• _SOAL LATIHAN_:
**a.** Jawablah pertanyaan berikut berdasarkan kutipan tentang Faisal Basri.
(i) Program unggulan Jokowi apa yang dikritik secara lantang?
(ii) Apa satu isu utama yang menjadi titik tolak semua pandangan Faisal Basri?
(iii) Berapa lama Faisal menempuh perjalanan bermobil untuk sampai ke lokasi acara?
**b.** Apakah setiap pernyataan berikut sesuai dengan kutipan tentang Faisal Basri?
(i) Karena kondisi fisiknya kurang baik, Faisal Basri memilih duduk diam di rumah.
(ii) Selama perjalanan ke lokasi acara, Faisal tidak menggunakan AC.
(iii) Undangan terakhir untuk Faisal datang dari kelompok petani di Dairi.
**c.** Salin tanpa perubahan bagian kutipan tentang Faisal Basri yang dimulai dengan "Merujuk pemberitaan pelbagai" dan berlanjut hingga "di sepanjang perjalanan.".

Bahkan, pria kelahiran Bandung, 6 November 1959 ini tergolong lantang mengkritik program unggulan Jokowi, hilirisasi. Sekalipun ia pernah dipercaya menjadi ketua Tim Reformasi Tata Kelola Minyak dan Gas Bumi di era pemerintahan Jokowi, itu tidak lantas menghalangi pandangan kritisnya terhadap kebijakan ekonomi nasional.

Pikiran-pikiran kritis Faisal Basri menyentuh ranah politik, hukum, demokrasi, lingkungan dan ketahanan pangan. Sekalipun demikian, kesemua pandangannya itu bertitimangsa pada satu isu utama yakni kebijakan pembangunan ekonomi nasional. Itu bisa dipahami karena ekonomi pada kenyataannya selalu bersinggungan dengan permasalahan mendasar lainnya seperti hukum, pendidikan, kesehatan, lingkungan, sosial-budaya dan politik global.

Merujuk pemberitaan pelbagai awak media, sekalipun kondisi fisik Faisal Basri dalam kondisi kurang baik yakni terkena diabetes dan jantung, itu tidak lantas membuat dirinya memilih duduk diam di rumah. Ia justru masih memenuhi pelbagai undangan ke banyak daerah di Indonesia. Terakhir kali ia diundang sebagai ekonom oleh kelompok petani di Dairi, Sumatera Utara, pada Rabu, 28 Agustus. Untuk sampai ke lokasi acara, Faisal sempat menempuh perjalanan selama 6 jam dengan menggunakan mobil. Selama itu pula Faisal tidak menggunakan AC dan memilih membuka kaca jendela di sepanjang perjalanan.

• _DATA YANG DITAMPILKAN_:

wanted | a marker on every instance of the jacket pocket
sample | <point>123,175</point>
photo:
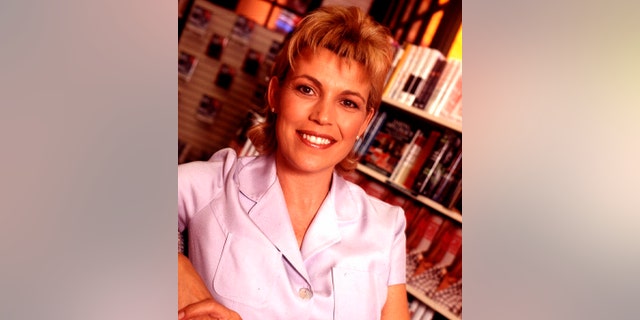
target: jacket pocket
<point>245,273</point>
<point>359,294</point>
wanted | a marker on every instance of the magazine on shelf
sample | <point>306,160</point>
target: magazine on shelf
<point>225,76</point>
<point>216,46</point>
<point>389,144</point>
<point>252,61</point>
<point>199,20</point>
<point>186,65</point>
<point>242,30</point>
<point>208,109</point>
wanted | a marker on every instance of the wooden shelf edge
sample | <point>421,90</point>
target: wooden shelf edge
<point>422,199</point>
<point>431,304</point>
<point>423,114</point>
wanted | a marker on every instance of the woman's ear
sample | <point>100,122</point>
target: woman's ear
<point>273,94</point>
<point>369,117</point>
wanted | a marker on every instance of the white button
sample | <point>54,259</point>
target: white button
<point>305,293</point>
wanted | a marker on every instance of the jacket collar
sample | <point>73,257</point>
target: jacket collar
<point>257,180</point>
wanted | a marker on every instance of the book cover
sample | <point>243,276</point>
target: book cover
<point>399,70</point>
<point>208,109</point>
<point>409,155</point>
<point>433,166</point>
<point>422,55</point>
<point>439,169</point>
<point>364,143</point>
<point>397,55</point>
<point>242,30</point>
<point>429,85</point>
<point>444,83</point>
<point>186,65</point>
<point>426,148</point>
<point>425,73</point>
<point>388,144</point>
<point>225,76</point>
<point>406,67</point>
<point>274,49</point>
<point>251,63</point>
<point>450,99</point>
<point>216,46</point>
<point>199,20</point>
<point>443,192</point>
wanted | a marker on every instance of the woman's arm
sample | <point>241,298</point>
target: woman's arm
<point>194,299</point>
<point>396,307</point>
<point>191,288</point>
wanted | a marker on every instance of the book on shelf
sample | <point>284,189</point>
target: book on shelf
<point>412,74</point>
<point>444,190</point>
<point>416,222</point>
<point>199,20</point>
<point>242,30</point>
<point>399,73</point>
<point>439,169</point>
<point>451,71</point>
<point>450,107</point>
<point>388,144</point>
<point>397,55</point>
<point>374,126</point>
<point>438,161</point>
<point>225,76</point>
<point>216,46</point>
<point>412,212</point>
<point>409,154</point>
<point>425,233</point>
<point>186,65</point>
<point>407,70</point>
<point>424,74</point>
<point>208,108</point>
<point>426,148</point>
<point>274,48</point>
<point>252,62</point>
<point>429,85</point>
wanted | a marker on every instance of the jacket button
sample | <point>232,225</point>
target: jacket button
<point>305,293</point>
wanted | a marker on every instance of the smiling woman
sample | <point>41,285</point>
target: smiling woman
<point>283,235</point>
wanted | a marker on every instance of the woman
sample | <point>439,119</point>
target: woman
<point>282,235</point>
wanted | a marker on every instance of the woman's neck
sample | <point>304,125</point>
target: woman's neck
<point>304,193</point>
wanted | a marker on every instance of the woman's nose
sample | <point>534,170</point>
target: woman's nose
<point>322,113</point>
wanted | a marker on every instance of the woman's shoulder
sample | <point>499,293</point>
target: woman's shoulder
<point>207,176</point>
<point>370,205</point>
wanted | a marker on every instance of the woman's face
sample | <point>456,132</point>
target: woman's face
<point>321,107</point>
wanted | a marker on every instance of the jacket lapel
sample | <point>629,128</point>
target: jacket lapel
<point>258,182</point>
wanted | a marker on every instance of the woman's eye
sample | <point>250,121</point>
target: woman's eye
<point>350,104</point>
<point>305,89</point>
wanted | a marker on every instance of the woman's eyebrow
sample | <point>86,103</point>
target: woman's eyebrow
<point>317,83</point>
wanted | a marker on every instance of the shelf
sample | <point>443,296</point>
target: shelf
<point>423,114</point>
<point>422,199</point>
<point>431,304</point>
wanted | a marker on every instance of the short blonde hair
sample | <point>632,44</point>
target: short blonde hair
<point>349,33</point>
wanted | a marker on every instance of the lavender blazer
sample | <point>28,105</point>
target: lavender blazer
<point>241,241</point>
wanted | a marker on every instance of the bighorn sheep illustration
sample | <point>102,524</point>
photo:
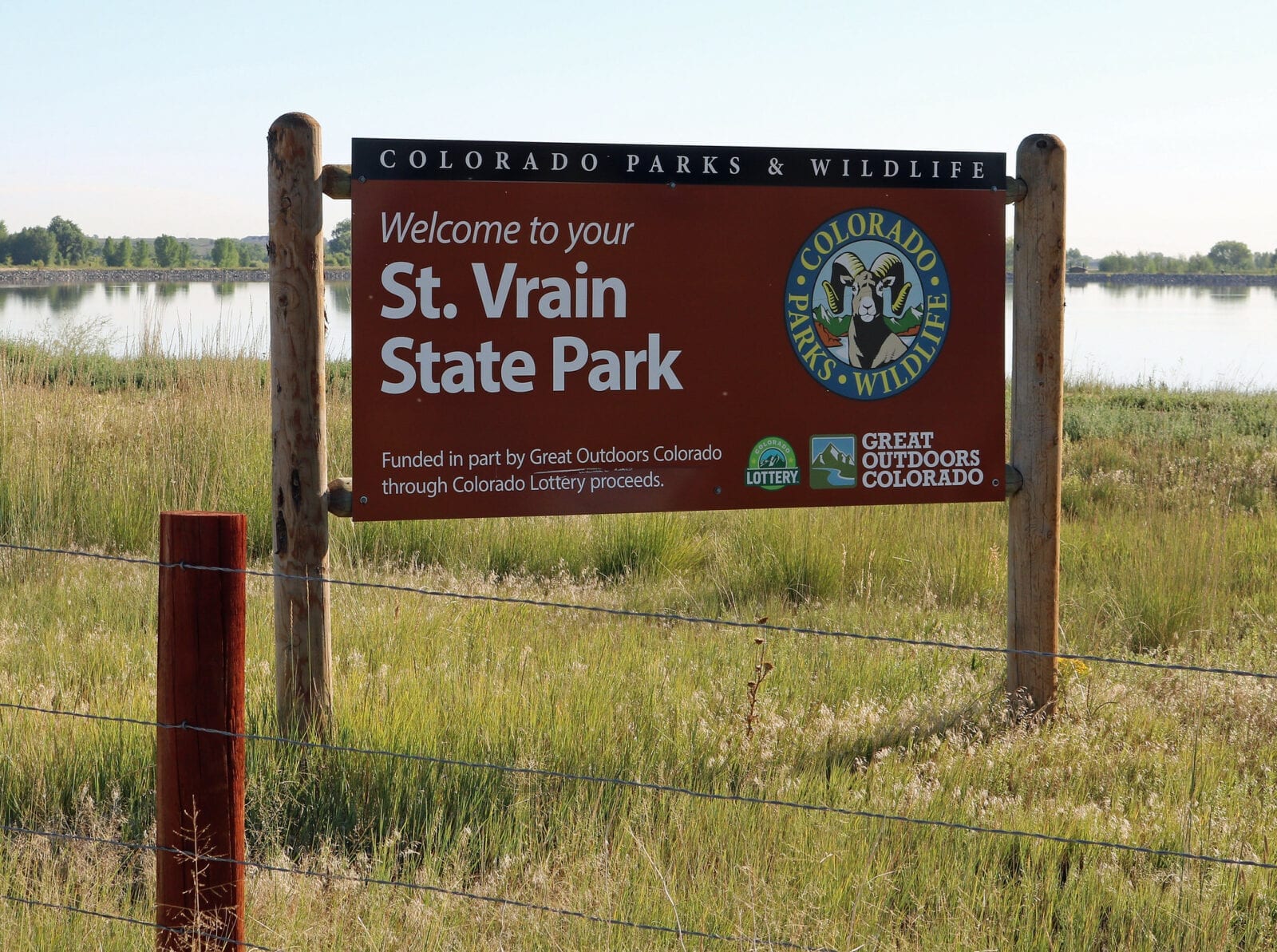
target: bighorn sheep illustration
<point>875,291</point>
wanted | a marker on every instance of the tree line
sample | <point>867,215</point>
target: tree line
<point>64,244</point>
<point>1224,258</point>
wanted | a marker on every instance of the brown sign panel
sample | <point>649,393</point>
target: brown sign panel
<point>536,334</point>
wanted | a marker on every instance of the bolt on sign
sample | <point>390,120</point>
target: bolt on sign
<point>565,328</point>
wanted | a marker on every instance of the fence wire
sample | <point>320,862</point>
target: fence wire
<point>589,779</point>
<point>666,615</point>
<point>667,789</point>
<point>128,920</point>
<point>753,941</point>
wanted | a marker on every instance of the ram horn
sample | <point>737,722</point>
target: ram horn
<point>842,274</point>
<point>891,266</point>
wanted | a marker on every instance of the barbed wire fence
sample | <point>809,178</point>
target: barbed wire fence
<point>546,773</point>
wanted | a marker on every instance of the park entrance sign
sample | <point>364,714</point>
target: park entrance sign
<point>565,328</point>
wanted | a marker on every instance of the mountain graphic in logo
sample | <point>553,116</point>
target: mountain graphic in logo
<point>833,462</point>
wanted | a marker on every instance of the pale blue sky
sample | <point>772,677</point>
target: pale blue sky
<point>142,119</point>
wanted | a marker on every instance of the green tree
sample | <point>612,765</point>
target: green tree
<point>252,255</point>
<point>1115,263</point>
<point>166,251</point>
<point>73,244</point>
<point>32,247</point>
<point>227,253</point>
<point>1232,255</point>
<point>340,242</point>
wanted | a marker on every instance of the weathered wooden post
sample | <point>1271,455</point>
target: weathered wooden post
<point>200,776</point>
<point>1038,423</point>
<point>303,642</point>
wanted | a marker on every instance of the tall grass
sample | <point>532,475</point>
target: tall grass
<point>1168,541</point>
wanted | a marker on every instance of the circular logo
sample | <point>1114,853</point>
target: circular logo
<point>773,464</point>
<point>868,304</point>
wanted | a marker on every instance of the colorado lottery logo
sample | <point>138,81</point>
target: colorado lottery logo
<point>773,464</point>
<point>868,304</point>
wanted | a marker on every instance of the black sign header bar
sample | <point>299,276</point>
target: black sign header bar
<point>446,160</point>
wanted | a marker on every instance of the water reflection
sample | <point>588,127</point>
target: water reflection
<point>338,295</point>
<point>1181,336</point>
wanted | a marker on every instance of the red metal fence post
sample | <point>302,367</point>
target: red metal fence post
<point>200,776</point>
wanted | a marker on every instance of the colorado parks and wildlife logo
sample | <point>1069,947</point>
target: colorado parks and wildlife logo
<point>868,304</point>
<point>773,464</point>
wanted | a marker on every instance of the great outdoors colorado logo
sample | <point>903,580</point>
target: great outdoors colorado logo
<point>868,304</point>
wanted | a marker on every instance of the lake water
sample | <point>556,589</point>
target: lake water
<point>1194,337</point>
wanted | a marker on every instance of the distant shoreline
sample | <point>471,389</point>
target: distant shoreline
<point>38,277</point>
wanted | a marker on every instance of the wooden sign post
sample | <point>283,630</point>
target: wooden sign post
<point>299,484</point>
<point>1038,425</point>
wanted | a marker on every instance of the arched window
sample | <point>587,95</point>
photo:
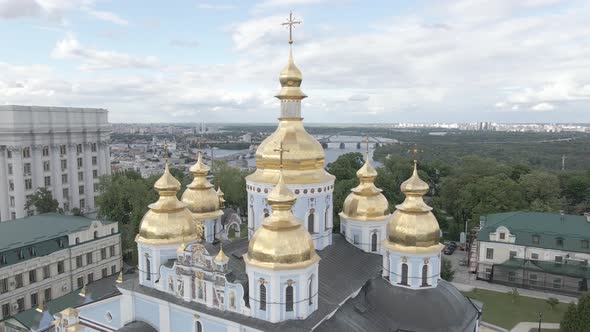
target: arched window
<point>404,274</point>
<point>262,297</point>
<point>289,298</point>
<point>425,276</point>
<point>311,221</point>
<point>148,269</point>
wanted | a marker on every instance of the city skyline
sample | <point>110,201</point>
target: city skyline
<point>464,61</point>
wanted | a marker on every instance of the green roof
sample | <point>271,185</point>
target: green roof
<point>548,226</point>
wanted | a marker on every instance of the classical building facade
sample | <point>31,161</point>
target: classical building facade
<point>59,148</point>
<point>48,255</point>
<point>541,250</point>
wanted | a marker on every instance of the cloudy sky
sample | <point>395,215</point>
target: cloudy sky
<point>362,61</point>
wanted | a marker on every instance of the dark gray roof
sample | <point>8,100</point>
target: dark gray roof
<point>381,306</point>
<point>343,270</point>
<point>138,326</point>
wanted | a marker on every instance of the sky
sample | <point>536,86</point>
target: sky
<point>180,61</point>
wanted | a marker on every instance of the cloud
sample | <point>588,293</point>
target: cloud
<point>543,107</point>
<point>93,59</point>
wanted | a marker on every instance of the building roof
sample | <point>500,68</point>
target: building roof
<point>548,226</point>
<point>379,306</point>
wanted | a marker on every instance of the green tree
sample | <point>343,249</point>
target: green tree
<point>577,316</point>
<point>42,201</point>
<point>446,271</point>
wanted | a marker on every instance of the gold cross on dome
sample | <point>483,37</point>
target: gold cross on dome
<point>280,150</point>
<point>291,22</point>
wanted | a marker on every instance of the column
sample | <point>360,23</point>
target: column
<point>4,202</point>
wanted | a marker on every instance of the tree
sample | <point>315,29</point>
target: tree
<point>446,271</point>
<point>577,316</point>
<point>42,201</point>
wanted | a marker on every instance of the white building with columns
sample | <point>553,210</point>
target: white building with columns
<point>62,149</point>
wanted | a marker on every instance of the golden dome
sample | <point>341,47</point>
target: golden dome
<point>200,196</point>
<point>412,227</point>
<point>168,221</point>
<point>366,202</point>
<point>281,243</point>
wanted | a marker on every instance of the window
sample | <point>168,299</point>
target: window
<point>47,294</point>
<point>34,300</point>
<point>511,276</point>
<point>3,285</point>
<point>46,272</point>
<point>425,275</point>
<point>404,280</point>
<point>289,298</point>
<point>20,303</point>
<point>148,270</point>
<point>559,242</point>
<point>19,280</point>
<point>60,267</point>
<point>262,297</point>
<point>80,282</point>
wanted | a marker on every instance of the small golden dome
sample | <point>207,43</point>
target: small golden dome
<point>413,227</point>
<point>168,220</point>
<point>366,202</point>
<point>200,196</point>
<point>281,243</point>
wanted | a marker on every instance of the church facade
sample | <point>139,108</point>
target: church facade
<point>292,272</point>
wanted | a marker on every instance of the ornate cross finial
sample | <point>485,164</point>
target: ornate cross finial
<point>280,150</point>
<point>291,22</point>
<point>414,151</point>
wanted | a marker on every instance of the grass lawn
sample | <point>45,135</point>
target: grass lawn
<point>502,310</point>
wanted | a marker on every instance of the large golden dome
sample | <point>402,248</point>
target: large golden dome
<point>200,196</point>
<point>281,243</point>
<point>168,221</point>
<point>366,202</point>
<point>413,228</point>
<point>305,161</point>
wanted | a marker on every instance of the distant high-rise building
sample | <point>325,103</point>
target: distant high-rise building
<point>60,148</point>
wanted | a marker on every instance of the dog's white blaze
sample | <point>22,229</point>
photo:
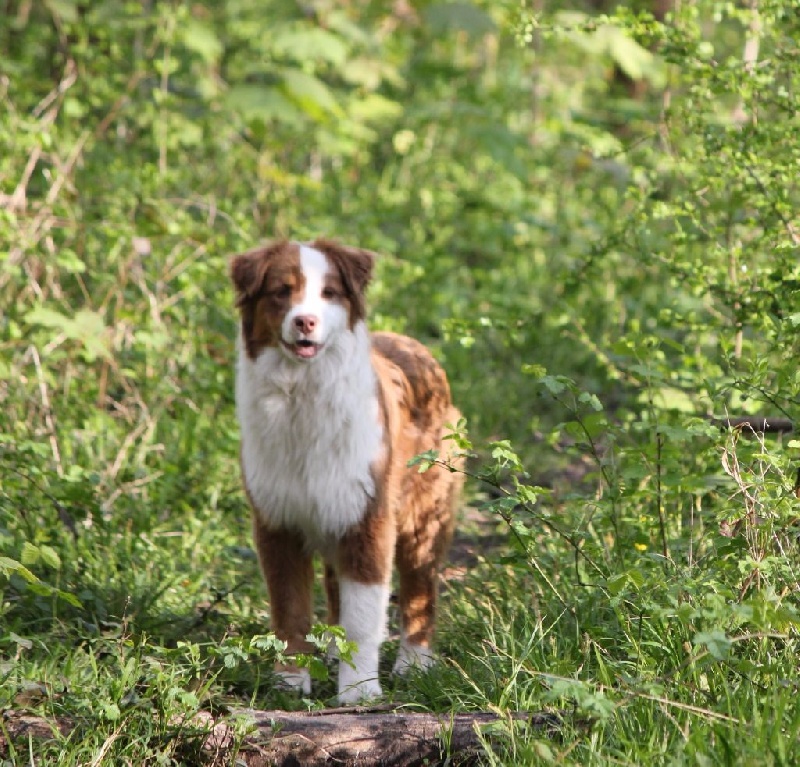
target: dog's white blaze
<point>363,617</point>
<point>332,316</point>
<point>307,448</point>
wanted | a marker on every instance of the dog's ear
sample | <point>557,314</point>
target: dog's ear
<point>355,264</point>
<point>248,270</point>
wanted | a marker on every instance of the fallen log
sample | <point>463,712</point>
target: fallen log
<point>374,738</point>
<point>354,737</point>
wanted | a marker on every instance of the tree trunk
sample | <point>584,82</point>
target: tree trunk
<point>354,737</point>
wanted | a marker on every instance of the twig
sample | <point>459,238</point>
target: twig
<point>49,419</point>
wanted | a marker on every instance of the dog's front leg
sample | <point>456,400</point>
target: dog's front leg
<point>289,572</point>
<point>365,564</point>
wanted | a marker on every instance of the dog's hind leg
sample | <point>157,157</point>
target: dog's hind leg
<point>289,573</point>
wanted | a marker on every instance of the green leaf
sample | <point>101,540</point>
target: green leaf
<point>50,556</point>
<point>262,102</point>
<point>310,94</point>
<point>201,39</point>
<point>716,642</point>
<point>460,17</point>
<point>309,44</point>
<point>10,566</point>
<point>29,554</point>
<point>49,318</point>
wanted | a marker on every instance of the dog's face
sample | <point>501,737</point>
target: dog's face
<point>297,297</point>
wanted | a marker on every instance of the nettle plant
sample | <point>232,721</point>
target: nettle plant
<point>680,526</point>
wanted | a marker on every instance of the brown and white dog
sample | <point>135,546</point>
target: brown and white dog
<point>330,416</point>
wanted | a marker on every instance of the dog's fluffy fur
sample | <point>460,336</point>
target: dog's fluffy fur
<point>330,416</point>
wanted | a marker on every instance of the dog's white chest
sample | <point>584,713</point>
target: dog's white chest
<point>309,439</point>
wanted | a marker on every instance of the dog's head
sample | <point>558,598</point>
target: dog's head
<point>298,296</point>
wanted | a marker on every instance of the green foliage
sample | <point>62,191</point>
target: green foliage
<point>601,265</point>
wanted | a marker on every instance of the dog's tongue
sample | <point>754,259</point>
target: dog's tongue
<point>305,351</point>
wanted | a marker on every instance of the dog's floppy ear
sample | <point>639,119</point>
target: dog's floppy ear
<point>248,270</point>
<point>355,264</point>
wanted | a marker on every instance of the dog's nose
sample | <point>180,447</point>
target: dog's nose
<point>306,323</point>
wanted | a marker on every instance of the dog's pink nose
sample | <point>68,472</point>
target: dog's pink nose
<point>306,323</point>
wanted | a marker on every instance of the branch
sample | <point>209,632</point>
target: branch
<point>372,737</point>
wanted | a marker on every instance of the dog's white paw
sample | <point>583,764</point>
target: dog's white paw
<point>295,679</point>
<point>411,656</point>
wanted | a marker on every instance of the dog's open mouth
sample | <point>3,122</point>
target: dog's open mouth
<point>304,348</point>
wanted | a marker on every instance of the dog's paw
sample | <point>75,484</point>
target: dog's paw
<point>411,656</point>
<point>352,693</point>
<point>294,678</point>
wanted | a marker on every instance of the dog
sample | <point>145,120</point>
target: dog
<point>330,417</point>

• _JAWABAN_:
**a.**
(i) Hilirisasi.
(ii) Kebijakan pembangunan ekonomi nasional.
(iii) 6 jam.

**b.**
(i) Tidak: "itu tidak lantas membuat dirinya memilih duduk diam di rumah"
(ii) Ya: "Selama itu pula Faisal tidak menggunakan AC dan memilih membuka kaca jendela di sepanjang perjalanan"
(iii) Ya: "Terakhir kali ia diundang sebagai ekonom oleh kelompok petani di Dairi, Sumatera Utara, pada Rabu, 28 Agustus"

**c.**
Merujuk pemberitaan pelbagai awak media, sekalipun kondisi fisik Faisal Basri dalam kondisi kurang baik yakni terkena diabetes dan jantung, itu tidak lantas membuat dirinya memilih duduk diam di rumah. Ia justru masih memenuhi pelbagai undangan ke banyak daerah di Indonesia. Terakhir kali ia diundang sebagai ekonom oleh kelompok petani di Dairi, Sumatera Utara, pada Rabu, 28 Agustus. Untuk sampai ke lokasi acara, Faisal sempat menempuh perjalanan selama 6 jam dengan menggunakan mobil. Selama itu pula Faisal tidak menggunakan AC dan memilih membuka kaca jendela di sepanjang perjalanan.